Carry the remembrance of Phil Gollings forward, starting right after its final sentence about cutting the cake at the church building's birthday celebration.

-- start of PASSAGE PROVIDED --

Remembering Index

Remembering Phil Gollings 1926 - 2012


25/12/1926 - 09/04/2012


Philip had a very long and happy 85yrs and in those years he saw many changes from his early school years to the present day. Everyone who knew Philip will have memories of the time that he touched their lives, allbeit for some briefly, but for others the whole of their lives and some of those memories very special. He was a very special father, father in law, grandfather, great grandfather, brother, cousin, neighbour and friend.

Philip attended St Michael’s school as did his brothers Tom and Byron, one thing he was proud of was at the age of nine being presented with the “juniors b form prize 1935/36” from the headmaster B C Robinson which he always kept.

Philip also attended the Methodist church here in the village from a very young age and was given the honour of laying one of the foundation stones which every time passing by he would point out to the family with great pride the stone he laid with the words “that’s mine I laid that stone” and in circulation somewhere is a photograph of that occasion he had a strong and proud Methodist belief which he held through his life then 75 years later being given the honour of cutting the cake at the church buildings birthday celebration.

-- end of PASSAGE PROVIDED --
-- start of PROVIDED RECORDS --

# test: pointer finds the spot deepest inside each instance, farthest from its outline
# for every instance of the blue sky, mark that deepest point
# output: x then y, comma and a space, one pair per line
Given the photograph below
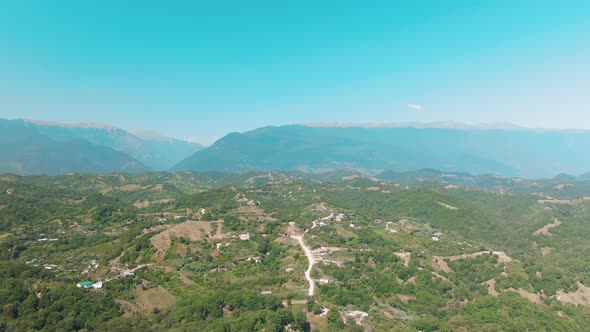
205, 68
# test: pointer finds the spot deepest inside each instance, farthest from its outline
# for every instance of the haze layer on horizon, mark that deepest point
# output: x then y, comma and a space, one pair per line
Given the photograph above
202, 70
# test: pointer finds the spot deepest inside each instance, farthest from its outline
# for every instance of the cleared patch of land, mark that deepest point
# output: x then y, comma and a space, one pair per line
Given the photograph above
579, 297
491, 287
450, 207
545, 229
564, 201
129, 309
131, 187
404, 256
193, 230
154, 298
439, 263
534, 298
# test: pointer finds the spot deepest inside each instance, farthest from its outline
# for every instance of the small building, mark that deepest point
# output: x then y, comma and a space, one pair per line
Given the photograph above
85, 284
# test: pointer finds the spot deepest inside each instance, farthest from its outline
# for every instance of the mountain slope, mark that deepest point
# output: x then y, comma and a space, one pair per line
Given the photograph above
24, 151
506, 152
157, 152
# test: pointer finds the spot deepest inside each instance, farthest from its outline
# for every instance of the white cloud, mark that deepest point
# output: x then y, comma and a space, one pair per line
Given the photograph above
415, 107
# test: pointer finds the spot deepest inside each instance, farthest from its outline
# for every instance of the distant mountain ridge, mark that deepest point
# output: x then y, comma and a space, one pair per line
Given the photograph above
156, 152
507, 152
23, 150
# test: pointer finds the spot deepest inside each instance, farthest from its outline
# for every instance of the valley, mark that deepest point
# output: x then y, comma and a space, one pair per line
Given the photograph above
292, 252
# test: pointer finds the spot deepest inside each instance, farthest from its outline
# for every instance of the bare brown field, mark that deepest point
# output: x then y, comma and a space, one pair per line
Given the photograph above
439, 262
450, 207
579, 297
154, 298
194, 230
564, 201
545, 229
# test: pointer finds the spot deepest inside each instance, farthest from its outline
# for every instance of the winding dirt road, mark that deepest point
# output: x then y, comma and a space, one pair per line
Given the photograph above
311, 260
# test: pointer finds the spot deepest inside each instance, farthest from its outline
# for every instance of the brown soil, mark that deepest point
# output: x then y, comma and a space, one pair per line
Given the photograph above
406, 298
129, 309
439, 262
492, 287
450, 207
130, 187
194, 230
545, 229
154, 298
251, 210
405, 257
142, 205
534, 298
321, 207
564, 201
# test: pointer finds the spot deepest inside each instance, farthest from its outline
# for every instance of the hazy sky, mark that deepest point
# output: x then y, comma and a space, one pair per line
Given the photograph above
204, 68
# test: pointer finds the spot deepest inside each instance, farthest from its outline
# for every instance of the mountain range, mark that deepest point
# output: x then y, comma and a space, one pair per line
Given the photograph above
506, 152
34, 147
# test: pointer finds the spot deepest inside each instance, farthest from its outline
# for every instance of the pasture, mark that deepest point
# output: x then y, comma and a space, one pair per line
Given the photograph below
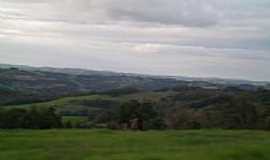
128, 145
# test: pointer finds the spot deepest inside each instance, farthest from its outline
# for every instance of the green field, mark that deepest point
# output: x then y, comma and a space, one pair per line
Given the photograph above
121, 145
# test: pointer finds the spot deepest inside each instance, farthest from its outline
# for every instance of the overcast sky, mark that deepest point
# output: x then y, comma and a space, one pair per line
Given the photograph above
200, 38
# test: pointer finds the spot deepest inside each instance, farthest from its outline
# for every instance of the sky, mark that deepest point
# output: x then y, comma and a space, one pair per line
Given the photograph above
195, 38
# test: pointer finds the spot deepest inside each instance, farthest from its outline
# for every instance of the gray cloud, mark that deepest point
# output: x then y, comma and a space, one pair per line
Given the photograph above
226, 38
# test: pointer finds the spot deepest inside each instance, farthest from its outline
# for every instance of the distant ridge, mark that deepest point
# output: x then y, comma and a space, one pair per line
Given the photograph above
79, 71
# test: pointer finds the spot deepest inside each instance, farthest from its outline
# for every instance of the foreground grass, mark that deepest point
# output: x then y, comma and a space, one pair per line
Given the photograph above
118, 145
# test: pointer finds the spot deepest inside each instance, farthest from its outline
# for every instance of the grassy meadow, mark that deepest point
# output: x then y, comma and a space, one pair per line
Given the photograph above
127, 145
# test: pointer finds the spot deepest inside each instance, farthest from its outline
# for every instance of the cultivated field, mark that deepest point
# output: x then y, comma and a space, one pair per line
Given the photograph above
127, 145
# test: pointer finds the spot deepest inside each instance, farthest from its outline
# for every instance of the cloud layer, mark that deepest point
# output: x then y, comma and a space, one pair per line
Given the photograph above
225, 38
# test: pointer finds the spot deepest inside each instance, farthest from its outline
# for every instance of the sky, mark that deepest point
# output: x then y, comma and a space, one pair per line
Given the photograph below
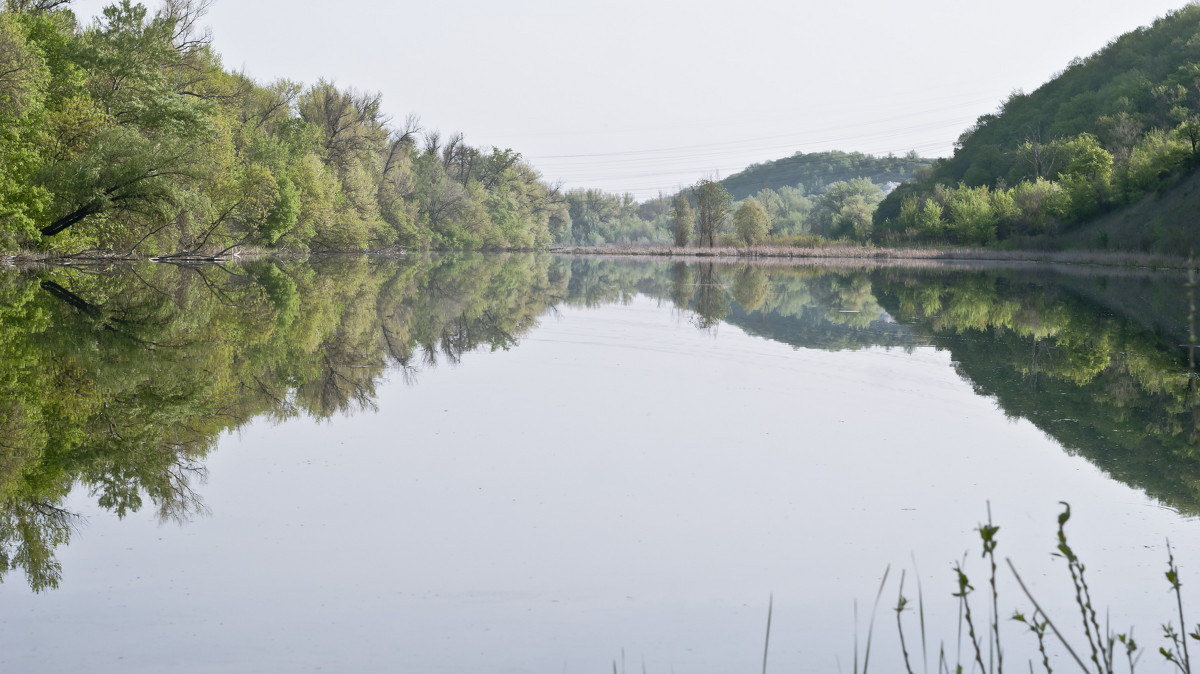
643, 96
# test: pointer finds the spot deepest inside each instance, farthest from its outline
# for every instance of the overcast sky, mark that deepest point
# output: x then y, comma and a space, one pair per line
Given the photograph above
647, 95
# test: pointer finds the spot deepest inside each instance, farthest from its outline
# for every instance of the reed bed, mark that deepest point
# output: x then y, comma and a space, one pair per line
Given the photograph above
888, 254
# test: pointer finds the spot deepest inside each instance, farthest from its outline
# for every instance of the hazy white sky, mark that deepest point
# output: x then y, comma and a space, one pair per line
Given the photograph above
648, 95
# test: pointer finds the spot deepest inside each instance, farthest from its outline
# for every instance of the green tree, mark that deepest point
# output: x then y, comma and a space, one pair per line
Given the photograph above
714, 209
751, 222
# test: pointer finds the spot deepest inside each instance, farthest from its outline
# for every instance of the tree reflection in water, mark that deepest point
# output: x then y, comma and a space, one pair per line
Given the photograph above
121, 379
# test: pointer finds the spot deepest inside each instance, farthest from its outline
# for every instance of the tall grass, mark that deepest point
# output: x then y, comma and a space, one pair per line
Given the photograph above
1103, 648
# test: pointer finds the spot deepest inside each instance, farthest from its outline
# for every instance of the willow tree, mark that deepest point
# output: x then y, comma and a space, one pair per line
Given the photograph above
714, 208
683, 220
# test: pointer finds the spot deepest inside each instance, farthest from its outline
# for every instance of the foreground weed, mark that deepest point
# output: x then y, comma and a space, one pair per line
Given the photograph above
1103, 644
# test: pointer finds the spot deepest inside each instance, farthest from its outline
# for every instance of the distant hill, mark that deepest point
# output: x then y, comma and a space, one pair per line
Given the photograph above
815, 170
1099, 156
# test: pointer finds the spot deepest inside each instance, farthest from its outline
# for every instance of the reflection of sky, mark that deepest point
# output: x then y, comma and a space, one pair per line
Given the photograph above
617, 481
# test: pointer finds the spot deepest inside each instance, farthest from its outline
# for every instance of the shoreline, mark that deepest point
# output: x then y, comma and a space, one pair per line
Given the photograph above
883, 256
778, 254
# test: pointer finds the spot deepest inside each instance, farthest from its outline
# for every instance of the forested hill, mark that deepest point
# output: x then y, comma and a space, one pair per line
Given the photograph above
816, 170
126, 134
1114, 130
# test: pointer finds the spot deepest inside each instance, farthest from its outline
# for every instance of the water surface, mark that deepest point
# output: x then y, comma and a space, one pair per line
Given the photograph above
519, 463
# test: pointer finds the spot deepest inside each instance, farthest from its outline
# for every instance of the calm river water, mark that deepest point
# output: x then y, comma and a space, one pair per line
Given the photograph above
527, 463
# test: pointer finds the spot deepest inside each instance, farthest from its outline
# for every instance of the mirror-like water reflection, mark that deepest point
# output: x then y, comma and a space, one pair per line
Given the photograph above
701, 431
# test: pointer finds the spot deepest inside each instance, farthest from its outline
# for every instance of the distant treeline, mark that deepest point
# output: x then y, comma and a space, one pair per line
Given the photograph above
789, 212
816, 170
1116, 128
129, 134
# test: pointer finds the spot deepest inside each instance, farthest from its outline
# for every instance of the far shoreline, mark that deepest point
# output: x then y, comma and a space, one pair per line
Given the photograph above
778, 254
869, 253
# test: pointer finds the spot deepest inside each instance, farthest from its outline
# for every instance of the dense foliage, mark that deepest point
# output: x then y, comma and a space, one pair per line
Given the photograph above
816, 170
1113, 130
129, 136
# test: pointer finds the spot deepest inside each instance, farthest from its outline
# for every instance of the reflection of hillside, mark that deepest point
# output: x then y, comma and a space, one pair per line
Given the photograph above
1098, 381
123, 380
1092, 360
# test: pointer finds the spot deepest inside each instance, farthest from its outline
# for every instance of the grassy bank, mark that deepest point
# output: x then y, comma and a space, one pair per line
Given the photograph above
874, 253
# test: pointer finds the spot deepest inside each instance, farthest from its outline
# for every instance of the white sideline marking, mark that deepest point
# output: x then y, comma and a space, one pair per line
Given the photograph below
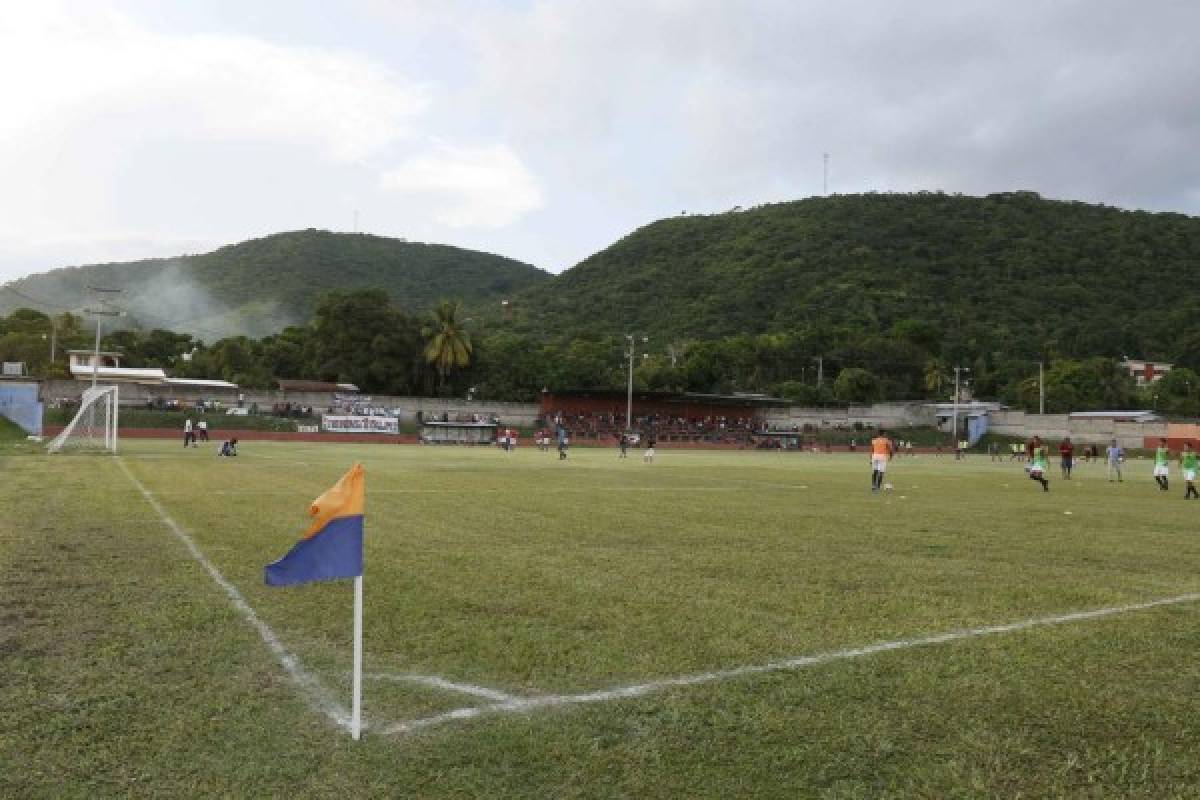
317, 693
549, 489
520, 705
442, 683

-- end of PROVIDED RECORDS --

SOLVED EXERCISE:
his years after leaving school he spent on the land gardening and farm working at the outbreak of the world war two he joined the fire service then the associated fire service or AFS as a “runner” or messenger boy also recalling how he spent many nights with the ARP warden who was the local vicar standing behind the fence of the vicarage as was then which is now the Hatherton hotel watching Bolton Pauls at Fordhouses and Wolverhampton being bombed and as soon as he was old enough he became a serving fireman here in the village which had now became the National Fire Service or NFS he was very proud of his time served as a fireman and told many stories of what they did and “shouts” as they were called that they went on, including being moved up the line to Coventry and sometimes units being away for days at a time.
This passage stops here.